*MATERIAL FOR THIS EXERCISE*:
== == ==
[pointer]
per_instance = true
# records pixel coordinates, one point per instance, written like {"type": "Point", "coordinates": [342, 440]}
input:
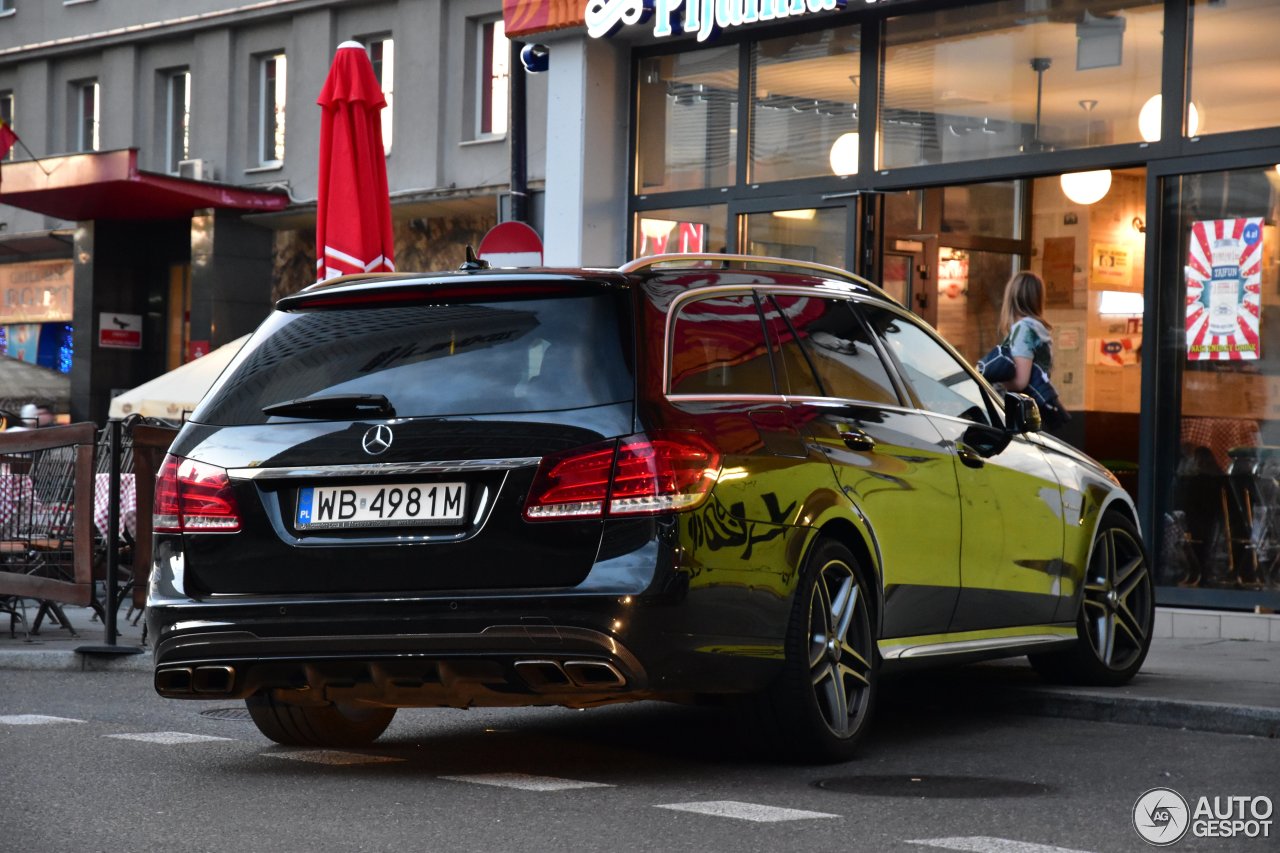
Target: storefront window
{"type": "Point", "coordinates": [1234, 76]}
{"type": "Point", "coordinates": [1221, 521]}
{"type": "Point", "coordinates": [681, 231]}
{"type": "Point", "coordinates": [1002, 80]}
{"type": "Point", "coordinates": [807, 235]}
{"type": "Point", "coordinates": [686, 121]}
{"type": "Point", "coordinates": [804, 105]}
== == ==
*PROBLEM DETAILS*: Convert every line of the rows above into a Markdown table with the columns Number and Line, numbering the lines and skipping any blank ones. Leave the pictures out of the table.

*FINISHED TASK*:
| Number | Line |
|---|---|
| 1 | [pointer] |
| 2 | per_instance = true |
| 3 | # records pixel coordinates, one point per instance, written like {"type": "Point", "coordinates": [342, 440]} |
| 4 | input: |
| 5 | Target: storefront window |
| 6 | {"type": "Point", "coordinates": [1234, 76]} |
| 7 | {"type": "Point", "coordinates": [1221, 521]} |
| 8 | {"type": "Point", "coordinates": [681, 231]} |
| 9 | {"type": "Point", "coordinates": [1002, 80]} |
| 10 | {"type": "Point", "coordinates": [807, 235]} |
| 11 | {"type": "Point", "coordinates": [686, 121]} |
| 12 | {"type": "Point", "coordinates": [804, 105]} |